*** TASK DATA ***

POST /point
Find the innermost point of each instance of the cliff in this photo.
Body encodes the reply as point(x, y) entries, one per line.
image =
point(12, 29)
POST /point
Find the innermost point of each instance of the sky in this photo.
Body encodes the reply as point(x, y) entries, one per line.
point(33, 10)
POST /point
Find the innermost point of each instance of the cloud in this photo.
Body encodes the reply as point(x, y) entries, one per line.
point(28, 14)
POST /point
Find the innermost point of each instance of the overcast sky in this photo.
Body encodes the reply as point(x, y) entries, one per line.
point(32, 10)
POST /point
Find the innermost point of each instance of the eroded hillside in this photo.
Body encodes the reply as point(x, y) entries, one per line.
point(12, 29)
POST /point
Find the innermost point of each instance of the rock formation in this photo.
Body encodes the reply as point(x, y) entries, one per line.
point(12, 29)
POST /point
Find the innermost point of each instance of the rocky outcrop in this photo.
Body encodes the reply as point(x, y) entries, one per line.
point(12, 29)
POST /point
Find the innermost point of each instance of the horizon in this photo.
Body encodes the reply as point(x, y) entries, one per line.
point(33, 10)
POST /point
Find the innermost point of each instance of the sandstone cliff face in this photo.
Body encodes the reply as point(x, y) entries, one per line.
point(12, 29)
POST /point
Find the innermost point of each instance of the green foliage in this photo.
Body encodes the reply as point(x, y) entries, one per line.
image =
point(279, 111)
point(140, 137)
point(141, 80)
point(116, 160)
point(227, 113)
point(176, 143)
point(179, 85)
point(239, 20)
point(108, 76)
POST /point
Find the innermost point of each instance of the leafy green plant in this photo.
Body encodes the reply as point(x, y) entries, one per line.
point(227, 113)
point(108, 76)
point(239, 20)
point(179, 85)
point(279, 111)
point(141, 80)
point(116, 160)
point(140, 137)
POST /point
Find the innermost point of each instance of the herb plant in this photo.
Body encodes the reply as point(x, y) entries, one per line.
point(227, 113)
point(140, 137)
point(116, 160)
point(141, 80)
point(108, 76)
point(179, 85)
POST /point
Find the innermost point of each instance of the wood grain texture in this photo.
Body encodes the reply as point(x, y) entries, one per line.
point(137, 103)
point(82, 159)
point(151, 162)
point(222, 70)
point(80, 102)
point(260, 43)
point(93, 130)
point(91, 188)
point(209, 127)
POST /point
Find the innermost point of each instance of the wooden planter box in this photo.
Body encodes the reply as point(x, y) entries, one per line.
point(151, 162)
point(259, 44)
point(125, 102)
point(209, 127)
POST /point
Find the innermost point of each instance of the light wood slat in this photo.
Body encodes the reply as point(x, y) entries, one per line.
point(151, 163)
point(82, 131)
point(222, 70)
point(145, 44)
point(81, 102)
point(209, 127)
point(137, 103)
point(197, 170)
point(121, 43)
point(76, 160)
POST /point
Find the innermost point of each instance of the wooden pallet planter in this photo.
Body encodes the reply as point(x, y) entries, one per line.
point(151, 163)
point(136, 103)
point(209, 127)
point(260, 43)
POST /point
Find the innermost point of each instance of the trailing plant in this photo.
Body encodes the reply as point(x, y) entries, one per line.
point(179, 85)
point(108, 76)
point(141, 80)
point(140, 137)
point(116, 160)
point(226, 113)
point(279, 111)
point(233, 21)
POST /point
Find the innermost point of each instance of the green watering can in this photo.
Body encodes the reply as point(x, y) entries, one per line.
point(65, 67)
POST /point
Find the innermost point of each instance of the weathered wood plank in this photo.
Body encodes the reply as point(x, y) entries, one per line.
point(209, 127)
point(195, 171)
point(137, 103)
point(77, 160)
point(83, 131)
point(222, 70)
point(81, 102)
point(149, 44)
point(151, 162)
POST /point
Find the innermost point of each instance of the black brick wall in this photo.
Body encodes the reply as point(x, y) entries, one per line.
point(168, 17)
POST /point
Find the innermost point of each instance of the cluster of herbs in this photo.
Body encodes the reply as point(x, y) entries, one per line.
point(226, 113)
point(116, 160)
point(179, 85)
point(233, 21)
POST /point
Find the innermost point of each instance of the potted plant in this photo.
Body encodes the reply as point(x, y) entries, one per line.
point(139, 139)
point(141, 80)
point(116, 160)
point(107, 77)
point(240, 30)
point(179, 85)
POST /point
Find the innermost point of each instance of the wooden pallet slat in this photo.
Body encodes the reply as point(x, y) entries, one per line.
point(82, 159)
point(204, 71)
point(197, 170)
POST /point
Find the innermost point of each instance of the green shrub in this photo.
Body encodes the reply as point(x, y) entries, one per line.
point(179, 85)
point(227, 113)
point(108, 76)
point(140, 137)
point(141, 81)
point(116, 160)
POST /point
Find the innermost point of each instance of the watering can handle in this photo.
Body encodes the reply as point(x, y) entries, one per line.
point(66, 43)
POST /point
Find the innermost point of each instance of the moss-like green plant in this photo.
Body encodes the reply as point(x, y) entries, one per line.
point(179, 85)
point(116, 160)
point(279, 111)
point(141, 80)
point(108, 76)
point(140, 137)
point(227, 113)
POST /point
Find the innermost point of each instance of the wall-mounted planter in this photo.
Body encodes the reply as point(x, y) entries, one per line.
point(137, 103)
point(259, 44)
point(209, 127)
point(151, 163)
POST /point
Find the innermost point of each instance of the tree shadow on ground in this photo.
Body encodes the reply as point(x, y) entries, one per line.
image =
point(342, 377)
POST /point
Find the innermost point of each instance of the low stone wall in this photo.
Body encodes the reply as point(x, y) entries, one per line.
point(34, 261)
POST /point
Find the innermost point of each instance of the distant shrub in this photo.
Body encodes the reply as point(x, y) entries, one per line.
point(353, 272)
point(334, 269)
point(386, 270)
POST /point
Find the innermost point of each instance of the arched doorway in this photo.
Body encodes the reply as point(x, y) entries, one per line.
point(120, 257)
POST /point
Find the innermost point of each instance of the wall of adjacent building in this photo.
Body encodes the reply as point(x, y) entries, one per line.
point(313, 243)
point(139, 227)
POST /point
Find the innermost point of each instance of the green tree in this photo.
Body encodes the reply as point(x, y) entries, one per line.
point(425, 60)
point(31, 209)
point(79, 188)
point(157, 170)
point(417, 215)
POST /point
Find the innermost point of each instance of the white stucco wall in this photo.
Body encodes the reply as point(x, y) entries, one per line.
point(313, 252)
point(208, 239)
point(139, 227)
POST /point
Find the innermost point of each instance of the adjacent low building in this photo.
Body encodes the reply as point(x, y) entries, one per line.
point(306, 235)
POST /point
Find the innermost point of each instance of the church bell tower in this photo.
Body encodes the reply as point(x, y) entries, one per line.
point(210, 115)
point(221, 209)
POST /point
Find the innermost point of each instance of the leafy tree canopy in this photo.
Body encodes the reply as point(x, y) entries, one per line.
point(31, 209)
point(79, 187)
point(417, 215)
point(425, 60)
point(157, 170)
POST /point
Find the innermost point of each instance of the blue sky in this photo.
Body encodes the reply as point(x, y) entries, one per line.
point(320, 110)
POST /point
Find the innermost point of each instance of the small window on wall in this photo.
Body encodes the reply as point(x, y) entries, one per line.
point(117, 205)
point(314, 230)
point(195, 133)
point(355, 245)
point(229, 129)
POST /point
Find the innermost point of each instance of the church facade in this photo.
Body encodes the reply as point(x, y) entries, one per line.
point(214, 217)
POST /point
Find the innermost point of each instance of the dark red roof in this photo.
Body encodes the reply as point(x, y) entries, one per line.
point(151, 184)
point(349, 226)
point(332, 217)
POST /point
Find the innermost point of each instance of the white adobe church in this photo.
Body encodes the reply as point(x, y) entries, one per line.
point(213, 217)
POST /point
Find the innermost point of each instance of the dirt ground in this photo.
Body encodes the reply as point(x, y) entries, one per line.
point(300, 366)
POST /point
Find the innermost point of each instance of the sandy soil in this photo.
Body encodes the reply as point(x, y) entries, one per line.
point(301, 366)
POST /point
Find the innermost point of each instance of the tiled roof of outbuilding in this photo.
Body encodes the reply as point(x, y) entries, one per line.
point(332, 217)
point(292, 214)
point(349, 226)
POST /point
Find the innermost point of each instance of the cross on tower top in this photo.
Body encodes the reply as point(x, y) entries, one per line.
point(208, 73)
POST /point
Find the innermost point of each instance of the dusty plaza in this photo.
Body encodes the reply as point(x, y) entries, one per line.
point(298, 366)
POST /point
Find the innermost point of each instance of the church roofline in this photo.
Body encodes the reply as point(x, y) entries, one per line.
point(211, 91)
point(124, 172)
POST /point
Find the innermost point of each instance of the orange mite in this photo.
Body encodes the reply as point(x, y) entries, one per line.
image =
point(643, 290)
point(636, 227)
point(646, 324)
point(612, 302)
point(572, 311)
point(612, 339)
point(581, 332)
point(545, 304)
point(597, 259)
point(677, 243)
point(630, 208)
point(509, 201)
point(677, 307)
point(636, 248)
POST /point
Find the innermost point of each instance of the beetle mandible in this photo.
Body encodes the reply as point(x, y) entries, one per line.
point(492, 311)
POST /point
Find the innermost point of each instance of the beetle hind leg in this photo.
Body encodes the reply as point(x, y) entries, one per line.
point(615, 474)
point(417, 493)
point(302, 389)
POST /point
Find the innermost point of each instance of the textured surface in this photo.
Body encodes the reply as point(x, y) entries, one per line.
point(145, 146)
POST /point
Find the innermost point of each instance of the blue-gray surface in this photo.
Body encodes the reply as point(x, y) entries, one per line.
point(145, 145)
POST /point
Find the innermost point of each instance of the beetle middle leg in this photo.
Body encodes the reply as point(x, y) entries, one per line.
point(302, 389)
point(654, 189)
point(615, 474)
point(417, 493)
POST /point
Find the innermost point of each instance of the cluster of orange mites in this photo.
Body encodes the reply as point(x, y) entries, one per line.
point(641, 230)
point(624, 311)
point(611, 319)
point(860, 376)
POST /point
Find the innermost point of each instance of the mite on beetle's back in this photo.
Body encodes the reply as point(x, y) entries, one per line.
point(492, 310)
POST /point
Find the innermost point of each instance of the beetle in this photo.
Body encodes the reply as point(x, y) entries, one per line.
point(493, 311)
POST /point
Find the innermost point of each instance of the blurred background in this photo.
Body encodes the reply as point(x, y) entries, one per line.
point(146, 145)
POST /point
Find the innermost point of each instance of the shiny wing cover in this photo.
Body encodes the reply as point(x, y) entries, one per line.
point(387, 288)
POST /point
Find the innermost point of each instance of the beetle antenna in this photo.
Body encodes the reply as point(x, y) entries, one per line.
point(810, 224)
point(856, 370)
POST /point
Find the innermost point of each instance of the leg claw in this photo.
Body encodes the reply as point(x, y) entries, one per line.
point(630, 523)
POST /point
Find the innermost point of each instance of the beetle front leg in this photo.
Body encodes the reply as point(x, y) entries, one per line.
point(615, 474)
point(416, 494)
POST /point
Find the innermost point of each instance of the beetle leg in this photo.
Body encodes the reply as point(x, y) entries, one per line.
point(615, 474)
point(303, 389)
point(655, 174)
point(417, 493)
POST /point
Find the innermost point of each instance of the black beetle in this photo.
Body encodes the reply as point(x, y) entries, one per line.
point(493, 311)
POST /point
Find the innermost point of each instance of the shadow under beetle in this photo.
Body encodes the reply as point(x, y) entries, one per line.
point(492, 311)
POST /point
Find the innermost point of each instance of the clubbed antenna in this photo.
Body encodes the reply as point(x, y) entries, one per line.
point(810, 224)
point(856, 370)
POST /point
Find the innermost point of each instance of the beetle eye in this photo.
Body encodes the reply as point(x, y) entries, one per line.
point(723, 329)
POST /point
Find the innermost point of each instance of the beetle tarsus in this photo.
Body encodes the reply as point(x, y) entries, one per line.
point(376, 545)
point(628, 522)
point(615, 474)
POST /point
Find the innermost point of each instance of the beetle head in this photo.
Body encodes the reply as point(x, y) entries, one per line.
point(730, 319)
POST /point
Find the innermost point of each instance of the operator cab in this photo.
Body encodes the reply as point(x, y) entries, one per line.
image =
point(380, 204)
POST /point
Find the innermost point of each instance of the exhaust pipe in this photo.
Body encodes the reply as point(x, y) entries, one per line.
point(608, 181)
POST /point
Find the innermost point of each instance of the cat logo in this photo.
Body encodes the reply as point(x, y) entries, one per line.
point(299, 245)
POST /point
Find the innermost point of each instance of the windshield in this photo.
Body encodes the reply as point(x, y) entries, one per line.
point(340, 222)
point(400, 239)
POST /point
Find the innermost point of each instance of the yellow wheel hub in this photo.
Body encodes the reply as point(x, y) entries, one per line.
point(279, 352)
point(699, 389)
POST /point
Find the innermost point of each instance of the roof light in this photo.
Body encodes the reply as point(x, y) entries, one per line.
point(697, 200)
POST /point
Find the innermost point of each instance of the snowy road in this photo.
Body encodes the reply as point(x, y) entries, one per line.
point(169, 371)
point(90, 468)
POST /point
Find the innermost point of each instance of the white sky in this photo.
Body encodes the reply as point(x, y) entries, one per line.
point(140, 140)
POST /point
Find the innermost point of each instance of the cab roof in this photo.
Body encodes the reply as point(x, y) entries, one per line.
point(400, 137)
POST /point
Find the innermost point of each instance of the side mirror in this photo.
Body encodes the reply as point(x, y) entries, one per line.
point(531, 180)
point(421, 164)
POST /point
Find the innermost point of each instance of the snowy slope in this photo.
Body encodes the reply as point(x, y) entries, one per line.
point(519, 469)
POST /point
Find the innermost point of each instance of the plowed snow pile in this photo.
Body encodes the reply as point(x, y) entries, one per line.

*** End of TASK DATA ***

**WORK ORDER**
Report each line above containing the string "antenna".

**EXERCISE SOLUTION**
Find the innermost point of each instance of the beetle antenna in this photo.
Find the innermost point of each instance of the clubbed antenna in this photo.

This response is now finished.